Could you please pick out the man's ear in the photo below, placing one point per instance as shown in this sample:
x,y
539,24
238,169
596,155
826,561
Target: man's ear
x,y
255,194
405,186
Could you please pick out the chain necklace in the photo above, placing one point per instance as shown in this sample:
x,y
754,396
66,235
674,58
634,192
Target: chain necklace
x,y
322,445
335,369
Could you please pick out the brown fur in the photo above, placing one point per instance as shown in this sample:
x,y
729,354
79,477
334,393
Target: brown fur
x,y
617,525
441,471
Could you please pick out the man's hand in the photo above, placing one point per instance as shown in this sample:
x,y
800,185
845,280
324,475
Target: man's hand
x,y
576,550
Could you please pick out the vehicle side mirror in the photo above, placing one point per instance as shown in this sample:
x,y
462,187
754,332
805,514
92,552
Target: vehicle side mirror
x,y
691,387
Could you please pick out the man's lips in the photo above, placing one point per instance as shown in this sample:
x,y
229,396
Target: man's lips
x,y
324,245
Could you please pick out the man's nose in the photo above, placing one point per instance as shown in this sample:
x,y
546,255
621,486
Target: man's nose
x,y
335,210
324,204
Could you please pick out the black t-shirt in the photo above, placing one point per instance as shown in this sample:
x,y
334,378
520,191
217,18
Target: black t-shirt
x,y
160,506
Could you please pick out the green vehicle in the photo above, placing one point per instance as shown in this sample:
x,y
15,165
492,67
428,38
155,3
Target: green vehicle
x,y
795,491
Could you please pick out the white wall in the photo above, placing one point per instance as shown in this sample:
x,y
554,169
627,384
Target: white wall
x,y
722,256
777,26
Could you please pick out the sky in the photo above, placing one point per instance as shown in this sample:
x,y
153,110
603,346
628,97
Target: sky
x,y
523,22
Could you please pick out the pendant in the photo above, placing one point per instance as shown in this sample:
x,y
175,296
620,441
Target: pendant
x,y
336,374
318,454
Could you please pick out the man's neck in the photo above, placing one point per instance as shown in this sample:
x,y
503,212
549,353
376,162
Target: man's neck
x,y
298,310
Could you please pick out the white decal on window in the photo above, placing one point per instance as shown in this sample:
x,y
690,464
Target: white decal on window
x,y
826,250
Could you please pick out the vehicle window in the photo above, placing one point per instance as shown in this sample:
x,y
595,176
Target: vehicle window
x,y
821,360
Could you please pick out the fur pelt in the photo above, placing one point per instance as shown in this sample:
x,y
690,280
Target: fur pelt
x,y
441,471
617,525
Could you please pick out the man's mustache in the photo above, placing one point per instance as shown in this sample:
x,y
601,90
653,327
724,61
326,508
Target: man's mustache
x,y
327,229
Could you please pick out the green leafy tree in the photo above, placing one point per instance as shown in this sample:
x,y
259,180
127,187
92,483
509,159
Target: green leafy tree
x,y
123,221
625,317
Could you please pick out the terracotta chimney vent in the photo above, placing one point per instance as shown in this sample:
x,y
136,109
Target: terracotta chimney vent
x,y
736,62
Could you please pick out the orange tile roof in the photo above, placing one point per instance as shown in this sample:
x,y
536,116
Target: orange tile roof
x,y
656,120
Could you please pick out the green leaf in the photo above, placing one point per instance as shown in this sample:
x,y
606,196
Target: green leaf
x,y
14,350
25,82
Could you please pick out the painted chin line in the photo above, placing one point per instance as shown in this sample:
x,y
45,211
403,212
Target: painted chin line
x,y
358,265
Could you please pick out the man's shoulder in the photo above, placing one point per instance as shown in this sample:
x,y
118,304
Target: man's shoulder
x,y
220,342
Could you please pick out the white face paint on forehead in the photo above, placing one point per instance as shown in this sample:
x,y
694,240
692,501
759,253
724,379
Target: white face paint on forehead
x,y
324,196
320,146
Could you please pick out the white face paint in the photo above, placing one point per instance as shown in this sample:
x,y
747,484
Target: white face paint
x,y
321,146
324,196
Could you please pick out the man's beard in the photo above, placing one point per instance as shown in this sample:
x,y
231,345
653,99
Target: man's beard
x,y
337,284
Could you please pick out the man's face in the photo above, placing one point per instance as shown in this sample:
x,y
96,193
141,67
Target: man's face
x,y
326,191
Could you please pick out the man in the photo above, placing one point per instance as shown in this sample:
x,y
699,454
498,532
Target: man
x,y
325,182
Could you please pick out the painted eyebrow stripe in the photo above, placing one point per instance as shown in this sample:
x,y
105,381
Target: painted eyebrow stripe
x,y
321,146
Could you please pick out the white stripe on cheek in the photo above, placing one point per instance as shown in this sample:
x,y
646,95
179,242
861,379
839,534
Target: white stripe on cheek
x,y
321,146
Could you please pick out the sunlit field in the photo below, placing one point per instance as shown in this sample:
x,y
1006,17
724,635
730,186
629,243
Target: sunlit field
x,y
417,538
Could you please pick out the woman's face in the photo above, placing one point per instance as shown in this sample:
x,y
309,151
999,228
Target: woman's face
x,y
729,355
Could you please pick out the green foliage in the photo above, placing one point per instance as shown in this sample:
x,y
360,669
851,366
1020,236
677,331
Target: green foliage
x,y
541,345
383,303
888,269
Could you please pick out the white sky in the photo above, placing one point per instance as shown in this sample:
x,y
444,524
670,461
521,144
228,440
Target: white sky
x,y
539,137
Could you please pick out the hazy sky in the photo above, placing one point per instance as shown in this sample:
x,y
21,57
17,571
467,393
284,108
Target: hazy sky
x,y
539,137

——————————

Problem details:
Each record above should be restated word for word.

The reply:
Could you please pick out the man's ear in the photo below, placing one point per instance as shown in this sample:
x,y
539,24
238,169
596,155
826,561
Target: man's ear
x,y
255,194
405,186
Could you please pick out the chain necklace in the photo above, placing one point per instance as shown in this sample:
x,y
754,396
66,235
674,58
634,192
Target: chain necklace
x,y
322,445
335,369
Could you please pick out the brown fur in the photo above, placing one point per instance as shown in this sample:
x,y
729,354
79,477
334,393
Target: brown fur
x,y
617,525
441,471
Could you please pick out the man's hand in the photo above, placing one point per instance as shown in this sample:
x,y
800,185
845,280
324,475
Target: man's hand
x,y
576,550
Could you please pick out the vehicle side mirror in the photo above, placing one point per instance as shown in this sample:
x,y
462,187
754,332
805,514
92,552
Target: vehicle side mirror
x,y
691,387
Could you please pick out the man's lips in the photo above, placing one point per instance as shown in this sample:
x,y
229,396
Target: man's lips
x,y
324,245
Could you please pick out the man's nose in the photo above, placing one point per instance as shown in this sample:
x,y
546,255
621,486
Target: man's nose
x,y
335,210
324,204
Could you please pick out the black t-shirt in the photo above, placing one point per instance as shown in this sample:
x,y
334,378
520,191
217,18
Target: black t-shirt
x,y
160,506
Could you please pick out the green vehicle in the photo above, placing one point per instance as shown in this sample:
x,y
15,165
492,67
428,38
155,3
Target: green vehicle
x,y
795,491
Could you please pick out the white wall in the photo above, placing one point per instance as shown in this sample:
x,y
554,169
627,384
Target: white wall
x,y
722,256
777,26
Could you please pick out the sky in the photo above, placing one point per instance as shown in this sample:
x,y
153,110
603,346
628,97
Target: sky
x,y
523,22
Could you please pick out the pendant in the photo above, placing one point per instance as shown in this sample:
x,y
175,296
620,441
Target: pendant
x,y
336,374
318,454
Could you please pick out the man's neck in the photo above, placing one point per instance as shown in this sample:
x,y
503,212
549,353
376,162
Target: man's neck
x,y
298,310
Could you please pick out the white decal on window in the photo above, placing one point per instance as shown in this sample:
x,y
690,464
Target: white decal on window
x,y
826,250
Could you please pick out the vehicle window in the photo above, placing one point per instance as shown in this sample:
x,y
595,176
Target: vehicle window
x,y
821,360
Could you please pick out the fur pelt in the photo above, placing one point per instance as shown in this sample:
x,y
690,280
Target: fur pelt
x,y
441,471
617,525
Could you please pick out the man's mustache in the photo above, placing one point per instance as shown in this sample:
x,y
601,90
653,327
724,61
326,508
Target: man's mustache
x,y
327,229
Could you please pick out the green leafy tree in the photo above, placing one point per instance as shown in this sample:
x,y
259,180
127,187
92,483
509,159
Target: green leafy tree
x,y
123,221
625,317
Could you please pick out the terracotta chimney vent in the photo above, placing one point per instance as shown in this sample:
x,y
136,109
Target: terracotta chimney vent
x,y
736,62
Could you please pick out the orange tile roof in the photo above, placing one point per instance as shown in this sample:
x,y
536,116
Target: orange tile roof
x,y
656,120
Could you please pick out the green leaf in the photo above, placing one point per instance as shown in this sample:
x,y
606,196
Target: green leaf
x,y
14,350
25,82
Could you please pick out the painted chin line in the photo above, placing one point per instance as shown in this sample:
x,y
45,211
403,212
Target: painted chin line
x,y
358,265
Could you please pick out the man's shoulder in the photo above, placing one point per instance as shown in this sample:
x,y
118,304
Target: man's shoulder
x,y
220,342
Could you please pick out the white face paint on forehead in the photo above, placing one point per instance as shown in this sample:
x,y
694,240
692,501
759,253
724,379
Target: white face paint on forehead
x,y
324,196
320,146
Could you please pick out the white face paint in the photo above, placing one point per instance as shown in this sample:
x,y
747,484
Target: white face paint
x,y
321,146
324,196
Could you please pick out the man's beard in the photo above, placing one point per instance as shown in this sample:
x,y
231,345
653,99
Target: man's beard
x,y
337,284
Could you please pick out the man's face in the photo above, placing one point per instance as shown in this sample:
x,y
96,193
141,67
Target: man's face
x,y
326,191
Could you please pick out the man in the photo above, placing one point per instance as shown in this sample:
x,y
699,454
498,532
Target: man
x,y
325,182
Could you please pick out the painted eyebrow stripe in the photo above, placing one point per instance as shown in this sample:
x,y
105,381
Target: painted eyebrow stripe
x,y
321,146
Could you please pick out the white stripe on cheek in the photo above, placing one point per instance as shown in this sample:
x,y
646,95
179,242
861,379
839,534
Target: white stripe on cheek
x,y
321,146
Could you please pick out the sunlit field in the photo below, placing one point per instance as shown in this sample:
x,y
1006,17
724,635
730,186
629,243
Target: sunlit field
x,y
417,538
Could you please pick out the woman's face in the photo above, placing one point per instance as shown in this sample:
x,y
309,151
999,228
Target: woman's face
x,y
729,355
Could you please pick out the green foliage in the photo above, placing one point per instance as shown in this sample:
x,y
360,669
851,366
1020,236
677,331
Target: green foliage
x,y
541,345
383,303
888,269
Could you please pick out the white sky in the photo above, placing one point per instance as shown in this sample:
x,y
444,524
670,461
521,144
228,440
Target: white sky
x,y
539,137
Could you please pick out the hazy sky in the photo above, placing one point per instance as shown in this sample:
x,y
21,57
17,571
467,393
284,108
Target: hazy sky
x,y
539,137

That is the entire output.